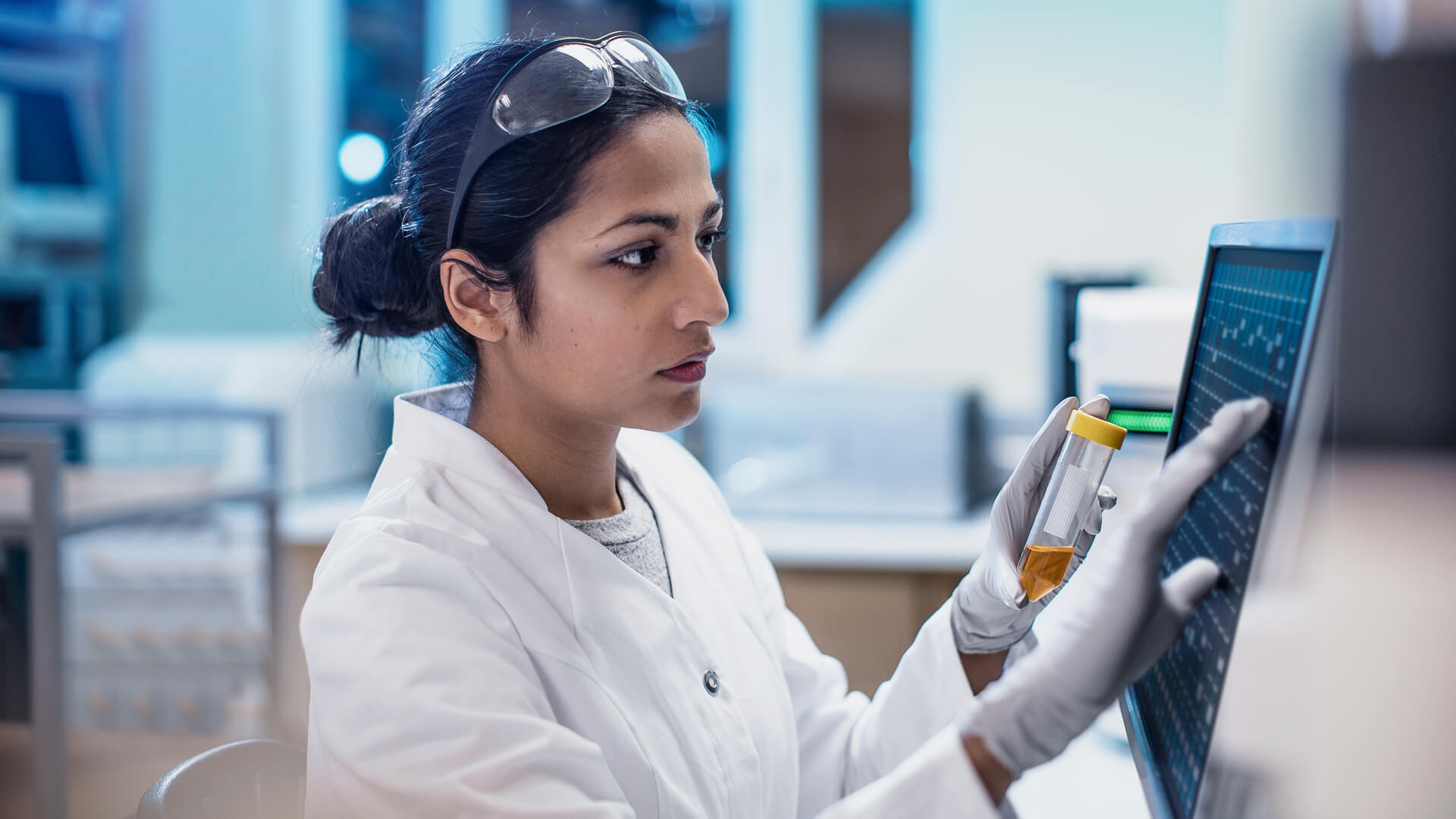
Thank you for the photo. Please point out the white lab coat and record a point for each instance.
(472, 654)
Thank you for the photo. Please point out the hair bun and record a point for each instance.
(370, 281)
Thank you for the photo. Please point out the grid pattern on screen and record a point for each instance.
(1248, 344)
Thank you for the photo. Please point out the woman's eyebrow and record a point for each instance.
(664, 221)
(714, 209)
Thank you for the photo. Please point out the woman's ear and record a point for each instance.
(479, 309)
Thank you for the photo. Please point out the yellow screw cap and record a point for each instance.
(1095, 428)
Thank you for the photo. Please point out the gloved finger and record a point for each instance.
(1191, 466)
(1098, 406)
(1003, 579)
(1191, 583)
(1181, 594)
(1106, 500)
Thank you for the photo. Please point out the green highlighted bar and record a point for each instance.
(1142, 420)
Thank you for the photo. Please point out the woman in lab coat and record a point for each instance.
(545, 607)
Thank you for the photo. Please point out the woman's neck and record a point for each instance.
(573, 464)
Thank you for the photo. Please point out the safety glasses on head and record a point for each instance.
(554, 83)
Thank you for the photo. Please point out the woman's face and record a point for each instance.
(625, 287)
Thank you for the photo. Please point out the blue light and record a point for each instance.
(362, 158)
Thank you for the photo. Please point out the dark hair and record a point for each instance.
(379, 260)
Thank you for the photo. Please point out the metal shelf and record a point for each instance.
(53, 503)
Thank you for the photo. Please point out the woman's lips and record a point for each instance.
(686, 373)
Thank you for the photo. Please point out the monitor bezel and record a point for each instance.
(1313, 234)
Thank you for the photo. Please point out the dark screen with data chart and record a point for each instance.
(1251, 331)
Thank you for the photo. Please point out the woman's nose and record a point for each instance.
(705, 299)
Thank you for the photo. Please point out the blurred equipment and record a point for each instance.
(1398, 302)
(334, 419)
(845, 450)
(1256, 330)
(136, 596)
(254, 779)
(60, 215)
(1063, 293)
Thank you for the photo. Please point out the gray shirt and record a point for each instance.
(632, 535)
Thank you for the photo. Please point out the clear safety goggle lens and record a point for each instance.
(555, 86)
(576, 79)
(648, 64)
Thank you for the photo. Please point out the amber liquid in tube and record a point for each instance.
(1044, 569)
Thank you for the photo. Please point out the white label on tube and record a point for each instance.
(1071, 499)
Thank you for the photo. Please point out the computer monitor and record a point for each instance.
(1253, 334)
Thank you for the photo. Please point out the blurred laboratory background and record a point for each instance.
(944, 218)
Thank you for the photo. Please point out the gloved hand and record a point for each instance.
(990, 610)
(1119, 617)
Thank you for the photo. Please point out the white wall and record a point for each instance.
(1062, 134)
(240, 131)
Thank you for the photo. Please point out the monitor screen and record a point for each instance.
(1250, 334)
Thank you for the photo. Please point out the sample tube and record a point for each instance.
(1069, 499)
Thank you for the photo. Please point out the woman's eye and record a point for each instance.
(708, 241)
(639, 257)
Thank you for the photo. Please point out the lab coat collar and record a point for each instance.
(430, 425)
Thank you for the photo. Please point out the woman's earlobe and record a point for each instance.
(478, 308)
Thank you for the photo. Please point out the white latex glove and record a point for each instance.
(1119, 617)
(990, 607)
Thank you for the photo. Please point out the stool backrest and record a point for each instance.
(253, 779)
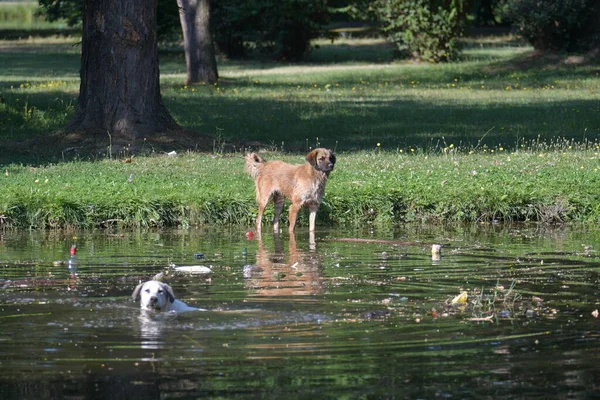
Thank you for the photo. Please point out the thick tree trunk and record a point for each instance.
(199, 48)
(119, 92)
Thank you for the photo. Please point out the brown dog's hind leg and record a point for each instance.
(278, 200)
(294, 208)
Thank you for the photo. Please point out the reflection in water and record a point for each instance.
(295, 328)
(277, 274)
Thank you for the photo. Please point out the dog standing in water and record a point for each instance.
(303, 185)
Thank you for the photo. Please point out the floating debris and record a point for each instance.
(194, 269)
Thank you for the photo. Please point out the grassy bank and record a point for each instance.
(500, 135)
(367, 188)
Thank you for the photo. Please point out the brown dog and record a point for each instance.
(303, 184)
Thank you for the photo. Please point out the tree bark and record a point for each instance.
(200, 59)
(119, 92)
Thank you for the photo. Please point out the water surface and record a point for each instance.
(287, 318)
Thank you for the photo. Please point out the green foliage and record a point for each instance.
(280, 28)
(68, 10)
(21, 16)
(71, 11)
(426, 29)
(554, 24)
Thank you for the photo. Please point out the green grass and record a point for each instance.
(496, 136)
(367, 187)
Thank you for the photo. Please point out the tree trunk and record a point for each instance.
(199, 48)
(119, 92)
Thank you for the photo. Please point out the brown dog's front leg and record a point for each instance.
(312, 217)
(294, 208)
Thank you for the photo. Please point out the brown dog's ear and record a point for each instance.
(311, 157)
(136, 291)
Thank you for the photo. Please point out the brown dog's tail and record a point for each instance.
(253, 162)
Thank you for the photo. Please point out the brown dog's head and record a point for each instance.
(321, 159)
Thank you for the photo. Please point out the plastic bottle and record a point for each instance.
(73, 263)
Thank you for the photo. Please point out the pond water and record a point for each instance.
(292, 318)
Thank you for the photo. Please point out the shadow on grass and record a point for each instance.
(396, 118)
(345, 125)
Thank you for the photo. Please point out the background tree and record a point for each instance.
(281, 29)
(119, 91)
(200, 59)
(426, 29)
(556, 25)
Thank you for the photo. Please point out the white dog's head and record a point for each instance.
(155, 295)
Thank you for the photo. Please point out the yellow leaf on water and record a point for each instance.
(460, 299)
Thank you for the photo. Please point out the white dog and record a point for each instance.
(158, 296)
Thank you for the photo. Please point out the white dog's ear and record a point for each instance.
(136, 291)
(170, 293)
☆ ☆ ☆ ☆
Objective: Every line of text is to be repeated exactly; pictures are left out.

Answer for this exercise:
Thank you for the photo. Please point out the white lab coat and record a point for each instance.
(472, 654)
Thank you for the photo. Please point out the hair bun and record a point for each instance.
(370, 281)
Thank you for the photo. Please point out the grid pattern on screen and record a point for each instance.
(1248, 344)
Thank you for the photo. Please point out the woman's eyebrow and record a point for each instance.
(664, 221)
(714, 209)
Thank you for the photo. Please point out the woman's ear and record a point for each instance.
(479, 309)
Thank you for the photo. Please point out the yellow screw cap and record a point for each instance.
(1095, 428)
Thank you for the photo. Please point out the gloved finger and record a point for each instance.
(1191, 466)
(1098, 406)
(1003, 579)
(1191, 583)
(1181, 594)
(1106, 500)
Thank you for the photo. Please point out the green highlighted bar and record a point for each instance.
(1142, 420)
Thank you for the photo. Please point out the woman in lab coat and record a point for each instance.
(545, 607)
Thank you for the photo. Please point out the woman's neck and record a point for each instance.
(573, 464)
Thank you for the photo. Please point out the safety glasses on head and record a point for each instance.
(554, 83)
Thank you for the photo. Please point out the woman's face and record a point for each instance.
(625, 287)
Thank you for the photo. Please point out the blue light and record a point for each instance.
(362, 158)
Thank you for the photo. Please point out the dark hair and record a point for each instance.
(379, 260)
Thank you for the photo. Please point out the metal shelf and record a point for each instance.
(53, 503)
Thank you for the photo. Please point out the woman's lips and record a point for each instance.
(686, 373)
Thank you for the photo. Please point out the monitor bezel and record a point for each instance.
(1313, 234)
Thank you for the photo. Please point out the dark screen with data chart and record a point for each instance.
(1251, 331)
Thank you for the photo. Please point out the woman's nose and record a point for each instance.
(705, 299)
Thank you for the photo. Please point out the blurred equipment and record a point for each instance.
(1398, 302)
(334, 419)
(845, 450)
(1256, 330)
(136, 596)
(254, 779)
(60, 215)
(1063, 293)
Thank you for the photo. Please point out the gray shirt and record a point for each instance.
(632, 535)
Thank you for the photo. Please point out the clear safety goggle lens and record a point for each instance.
(555, 86)
(576, 79)
(648, 64)
Thank you for the photo. Please point out the amber liquid in tube and record a point for each instance.
(1044, 569)
Thank you for the photo. Please point out the white label on tube and record a point for each instance.
(1071, 499)
Thank you for the photo. Please point out the computer monitor and record a point for each instance.
(1253, 334)
Thank you for the photo. Please point out the blurred laboratory background and record a point for each instance.
(944, 218)
Thank you for the photo. Please point out the gloved hand and record a point for each instance.
(990, 610)
(1119, 617)
Thank you for the photo. Please point out the white wall and record a point for each instance.
(1062, 134)
(240, 131)
Thank you for the photo. Please point out the monitor screen and record a point for each instance.
(1250, 334)
Thank you for the photo. Please point out the sample tube and record a point for each instance.
(1069, 499)
Thank you for the photo. Please point out the woman's eye and record a point for each instance.
(708, 241)
(639, 257)
Thank you for the photo. Please point out the lab coat collar and record a point for each instance.
(430, 425)
Thank you for the photo. Please point out the woman's earlobe and record a point for each instance.
(478, 308)
Thank you for the photo. Please point out the white latex glove and record a point for each instance.
(1119, 617)
(990, 607)
Thank you for the photo. Please point out the stool backrest and record a point for each instance.
(253, 779)
Thank you for the photo. Please point out the thick tree trunk and record a point for each instance.
(199, 48)
(119, 92)
Thank you for the photo. Please point out the brown dog's hind leg and record a point for each instance.
(278, 200)
(294, 208)
Thank you for the photo. Please point out the reflection in water and record a point for each instance.
(295, 328)
(277, 274)
Thank you for the photo. Please point out the dog standing in water and record a point for each instance.
(303, 185)
Thank you for the photo. Please point out the floating debris and record a point for each instance.
(194, 269)
Thank you for the photo. Please point out the grassy bank and record a point for each instance.
(500, 135)
(367, 188)
Thank you for the photo. Please point out the brown dog and record a point for each instance.
(303, 184)
Thank you for the photo. Please point out the tree bark and record a point for each instance.
(200, 59)
(119, 92)
Thank you for the photo. Please point out the water surface and record a point for each instance.
(287, 318)
Thank you for the photo. Please point out the green foliage and record a point for each instance.
(280, 28)
(68, 10)
(21, 16)
(71, 11)
(426, 29)
(554, 24)
Thank you for the photo. Please point out the green grass and record a point for each instance.
(496, 136)
(367, 187)
Thank you for the photo. Please point out the tree trunk and record a point for each instance.
(199, 48)
(119, 92)
Thank you for the photo. Please point out the brown dog's front leg and record a point for each instance.
(312, 217)
(294, 208)
Thank you for the photo. Please point out the brown dog's ear and record a point for each instance.
(311, 157)
(136, 291)
Thank you for the photo. Please point out the brown dog's tail and record a point for each instance.
(253, 162)
Thank you for the photo. Please point out the brown dog's head and record a point for each instance.
(321, 159)
Thank you for the photo. Please point out the plastic bottle and record a point for each instance.
(73, 263)
Thank you for the photo. Please point out the pond water and record a point for each instance.
(292, 318)
Thank you for the photo. Please point out the shadow on grass and record a point for each instance.
(396, 118)
(345, 125)
Thank you for the photo. Please point out the background tree and record a point for each instance.
(281, 29)
(119, 91)
(200, 59)
(426, 29)
(556, 25)
Thank you for the photo. Please point out the white dog's head and record a point for each instance.
(155, 295)
Thank you for the photo. Please point out the yellow leaf on water and record a point for each instance.
(460, 299)
Thank you for the photo. Please point out the white dog and record a point for each instance.
(158, 296)
Thank you for the photo. Please point out the white dog's ear and record a point for each instance.
(136, 291)
(170, 293)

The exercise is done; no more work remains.